• [REQUIREMENTS]
(a) In the post about char* in C++, what does the reply recommend using instead of char*?
(b) Reproduce every line of the rows word for word, from the line that contains "Where can the roof" down to the final line of the rows, including both ends.

• [SOURCE DOCUMENT]
John Harrison wrote:
> (E-Mail Removed) wrote:
> > What is the right way of creating a string/char array and assigning to
> > a char* which is then used in a function call. Thought it would be
> > quite nice to avoid a memory leakage /core dump.

>
> The right way, the easy way is to use std::string.
>
> >
> > 1 Header with char* x
> >
> > 2 Class includes header
> >
> > 3 In Class member function I want to :
> > a)conditionally create a string ie populate x
> > b)pass (populated) x on as a function parameter.
> >
> > What is the right way of doing this for :
> > i) assigning string variable
> > ii) assigning a literal.
> >
> > i) Since it's a conditional create I guess it is not a good idea to use
> > malloc or new.
> >
> > ii) Is it ok to just have x = "some string";
> >

>
> I think you need to post the actual code you have written, it quite hard
> to work out exactly what you mean, and if you really want to do it this
> way then the details matter. But as I said the easy way is to drop char*
> and use std::string instead.

• [DATASET RECORDS]
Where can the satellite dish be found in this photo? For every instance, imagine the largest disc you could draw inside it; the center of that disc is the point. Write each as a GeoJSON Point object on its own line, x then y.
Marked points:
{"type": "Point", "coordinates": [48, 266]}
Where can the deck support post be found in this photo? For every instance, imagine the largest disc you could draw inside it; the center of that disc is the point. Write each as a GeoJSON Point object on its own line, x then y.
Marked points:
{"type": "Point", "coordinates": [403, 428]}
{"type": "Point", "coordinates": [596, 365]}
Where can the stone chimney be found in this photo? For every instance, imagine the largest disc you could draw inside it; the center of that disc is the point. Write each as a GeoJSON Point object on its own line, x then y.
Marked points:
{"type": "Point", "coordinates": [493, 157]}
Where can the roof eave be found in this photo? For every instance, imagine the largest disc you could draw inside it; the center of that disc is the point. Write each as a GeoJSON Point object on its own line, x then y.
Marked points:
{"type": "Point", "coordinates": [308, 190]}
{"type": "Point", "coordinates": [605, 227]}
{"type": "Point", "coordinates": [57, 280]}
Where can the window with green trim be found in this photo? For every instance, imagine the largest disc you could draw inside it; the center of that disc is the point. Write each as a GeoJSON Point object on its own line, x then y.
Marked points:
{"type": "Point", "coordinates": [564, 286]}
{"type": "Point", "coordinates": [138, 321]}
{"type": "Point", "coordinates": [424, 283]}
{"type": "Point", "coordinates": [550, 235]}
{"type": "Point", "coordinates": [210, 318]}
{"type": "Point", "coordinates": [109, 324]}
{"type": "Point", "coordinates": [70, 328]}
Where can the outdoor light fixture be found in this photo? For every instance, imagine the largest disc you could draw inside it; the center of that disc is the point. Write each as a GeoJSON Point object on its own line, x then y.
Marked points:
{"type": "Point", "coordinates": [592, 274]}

• [THE RESPONSES]
(a) It recommends std::string.

(b)
Where can the roof eave be found in this photo? For every instance, imagine the largest disc you could draw inside it; the center of that disc is the point. Write each as a GeoJSON Point object on its own line, x then y.
Marked points:
{"type": "Point", "coordinates": [308, 190]}
{"type": "Point", "coordinates": [605, 227]}
{"type": "Point", "coordinates": [57, 280]}
Where can the window with green trim be found in this photo? For every instance, imagine the largest disc you could draw inside it; the center of that disc is the point. Write each as a GeoJSON Point object on its own line, x then y.
Marked points:
{"type": "Point", "coordinates": [564, 286]}
{"type": "Point", "coordinates": [138, 321]}
{"type": "Point", "coordinates": [424, 283]}
{"type": "Point", "coordinates": [550, 235]}
{"type": "Point", "coordinates": [210, 318]}
{"type": "Point", "coordinates": [109, 324]}
{"type": "Point", "coordinates": [70, 328]}
Where can the outdoor light fixture be found in this photo? For every instance, imagine the largest disc you could draw inside it; the center of that disc is the point. Write each as a GeoJSON Point object on its own line, x then y.
Marked points:
{"type": "Point", "coordinates": [592, 274]}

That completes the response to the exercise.